Your objective:
Exactly the line that contains "Target: backlit leaf" and the lines following it to the end of the data are to be reproduced, and nothing more.

Data extracts:
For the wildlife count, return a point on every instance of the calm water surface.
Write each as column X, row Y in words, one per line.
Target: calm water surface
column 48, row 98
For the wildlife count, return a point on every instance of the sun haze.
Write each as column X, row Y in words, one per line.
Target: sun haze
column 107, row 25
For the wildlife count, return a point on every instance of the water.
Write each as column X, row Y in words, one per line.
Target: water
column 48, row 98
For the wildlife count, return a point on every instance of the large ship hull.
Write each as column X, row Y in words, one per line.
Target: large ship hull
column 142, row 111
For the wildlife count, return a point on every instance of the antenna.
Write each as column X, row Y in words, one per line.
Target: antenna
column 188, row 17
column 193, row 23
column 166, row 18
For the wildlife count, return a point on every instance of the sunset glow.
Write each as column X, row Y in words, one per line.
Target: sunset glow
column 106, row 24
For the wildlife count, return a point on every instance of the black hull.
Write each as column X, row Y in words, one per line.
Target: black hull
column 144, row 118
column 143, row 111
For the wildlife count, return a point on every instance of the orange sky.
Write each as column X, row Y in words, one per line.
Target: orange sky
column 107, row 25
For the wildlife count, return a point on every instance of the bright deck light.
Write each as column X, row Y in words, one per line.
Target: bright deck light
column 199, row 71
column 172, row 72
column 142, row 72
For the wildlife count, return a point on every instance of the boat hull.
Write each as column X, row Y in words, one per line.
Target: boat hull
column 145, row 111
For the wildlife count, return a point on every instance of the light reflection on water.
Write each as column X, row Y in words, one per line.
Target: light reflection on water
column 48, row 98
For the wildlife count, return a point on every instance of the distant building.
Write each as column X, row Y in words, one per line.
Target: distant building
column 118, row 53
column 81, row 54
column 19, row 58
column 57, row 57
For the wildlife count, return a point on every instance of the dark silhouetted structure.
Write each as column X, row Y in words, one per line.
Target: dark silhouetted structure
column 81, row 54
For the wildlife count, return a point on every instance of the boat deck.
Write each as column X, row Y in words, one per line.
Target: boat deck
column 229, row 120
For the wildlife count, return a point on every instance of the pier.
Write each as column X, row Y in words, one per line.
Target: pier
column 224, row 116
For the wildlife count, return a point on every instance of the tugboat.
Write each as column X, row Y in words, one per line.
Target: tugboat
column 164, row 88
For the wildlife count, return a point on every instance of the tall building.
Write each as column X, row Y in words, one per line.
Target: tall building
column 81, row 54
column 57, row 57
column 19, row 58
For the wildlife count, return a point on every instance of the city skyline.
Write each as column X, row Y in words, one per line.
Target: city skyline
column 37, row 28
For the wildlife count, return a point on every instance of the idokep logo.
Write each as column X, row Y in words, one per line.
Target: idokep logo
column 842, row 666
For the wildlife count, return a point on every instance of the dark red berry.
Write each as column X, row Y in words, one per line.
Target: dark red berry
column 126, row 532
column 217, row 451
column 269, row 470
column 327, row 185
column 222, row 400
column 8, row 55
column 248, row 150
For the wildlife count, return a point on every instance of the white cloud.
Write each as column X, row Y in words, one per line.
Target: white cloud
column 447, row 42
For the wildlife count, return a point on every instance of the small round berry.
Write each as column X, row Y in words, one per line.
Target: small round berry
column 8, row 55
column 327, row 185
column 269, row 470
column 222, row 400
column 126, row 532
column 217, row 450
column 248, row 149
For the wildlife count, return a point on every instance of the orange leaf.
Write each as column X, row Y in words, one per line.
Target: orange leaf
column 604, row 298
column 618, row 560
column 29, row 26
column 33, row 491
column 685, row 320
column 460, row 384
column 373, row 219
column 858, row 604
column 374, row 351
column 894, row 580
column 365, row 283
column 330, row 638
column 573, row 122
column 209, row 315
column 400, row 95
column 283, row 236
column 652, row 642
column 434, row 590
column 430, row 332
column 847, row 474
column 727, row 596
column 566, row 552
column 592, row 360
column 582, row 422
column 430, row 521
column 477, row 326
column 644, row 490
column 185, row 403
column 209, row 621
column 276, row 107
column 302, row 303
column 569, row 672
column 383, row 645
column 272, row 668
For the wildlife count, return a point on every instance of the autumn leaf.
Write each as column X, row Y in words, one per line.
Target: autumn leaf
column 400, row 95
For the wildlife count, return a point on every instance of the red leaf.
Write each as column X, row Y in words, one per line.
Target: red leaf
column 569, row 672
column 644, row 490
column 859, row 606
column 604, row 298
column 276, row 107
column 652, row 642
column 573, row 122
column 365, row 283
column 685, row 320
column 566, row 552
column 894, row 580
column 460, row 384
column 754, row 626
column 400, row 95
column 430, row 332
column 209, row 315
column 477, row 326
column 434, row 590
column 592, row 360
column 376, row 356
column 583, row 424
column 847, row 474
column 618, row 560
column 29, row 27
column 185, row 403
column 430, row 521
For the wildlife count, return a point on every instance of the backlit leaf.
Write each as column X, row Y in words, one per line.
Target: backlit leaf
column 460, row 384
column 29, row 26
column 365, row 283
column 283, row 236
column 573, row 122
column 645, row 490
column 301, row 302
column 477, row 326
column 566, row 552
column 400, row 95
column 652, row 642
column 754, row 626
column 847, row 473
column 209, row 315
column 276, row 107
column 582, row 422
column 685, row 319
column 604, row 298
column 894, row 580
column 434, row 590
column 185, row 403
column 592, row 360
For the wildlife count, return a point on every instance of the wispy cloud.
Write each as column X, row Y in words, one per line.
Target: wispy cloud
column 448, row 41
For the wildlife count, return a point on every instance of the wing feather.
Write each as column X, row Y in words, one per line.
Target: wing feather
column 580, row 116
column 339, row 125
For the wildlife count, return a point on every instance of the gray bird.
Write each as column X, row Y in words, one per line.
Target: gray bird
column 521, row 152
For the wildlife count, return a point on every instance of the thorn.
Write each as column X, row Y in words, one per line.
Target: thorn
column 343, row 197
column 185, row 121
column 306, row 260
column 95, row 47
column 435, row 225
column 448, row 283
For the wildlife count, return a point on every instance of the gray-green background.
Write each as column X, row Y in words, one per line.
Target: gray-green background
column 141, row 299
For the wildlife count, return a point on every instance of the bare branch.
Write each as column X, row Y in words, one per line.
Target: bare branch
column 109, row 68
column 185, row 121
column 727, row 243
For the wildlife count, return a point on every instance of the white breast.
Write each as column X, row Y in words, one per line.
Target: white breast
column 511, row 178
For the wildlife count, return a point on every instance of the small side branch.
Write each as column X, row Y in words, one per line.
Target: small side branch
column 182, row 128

Task result:
Target: backlit leaf
column 460, row 384
column 29, row 26
column 365, row 283
column 283, row 236
column 573, row 122
column 645, row 490
column 301, row 302
column 477, row 326
column 566, row 552
column 400, row 95
column 652, row 642
column 754, row 626
column 847, row 473
column 209, row 315
column 276, row 107
column 582, row 422
column 685, row 319
column 604, row 298
column 894, row 580
column 434, row 590
column 185, row 403
column 592, row 360
For the wildlife count, return a point on every instance of the wispy cloud.
Write each as column X, row Y in words, one per line.
Target: wispy cloud
column 448, row 41
For the wildlife count, return a point on every instance of the wing feather.
Write each as column X, row Y in words, one per line.
Target: wing feather
column 580, row 116
column 339, row 125
For the wildlife count, return a point on every instance of the gray bird.
Write each as column X, row Y in words, one per line.
Target: gray bird
column 521, row 152
For the wildlife count, return a point on every instance of the thorn.
Write each as column X, row Y in words, one per line.
Target: thorn
column 343, row 197
column 185, row 121
column 306, row 260
column 95, row 47
column 435, row 225
column 448, row 283
For the wildlife count, return a point on every instance of the gray-green background.
Write each as column X, row Y in words, one per line.
Target: gray-green background
column 141, row 299
For the wildlife count, return a point on every instance of the bare branch.
Write each as column X, row Y in words, one per line.
Target: bare branch
column 109, row 68
column 185, row 121
column 727, row 243
For the wildlife count, return a point on every instance of the white breast.
Write each as column X, row Y in words, one per line.
Target: white breast
column 511, row 178
For the wildlife count, return a point on every instance of the small side branch.
Write each as column X, row Y in words, one per line.
Target: small side branch
column 182, row 128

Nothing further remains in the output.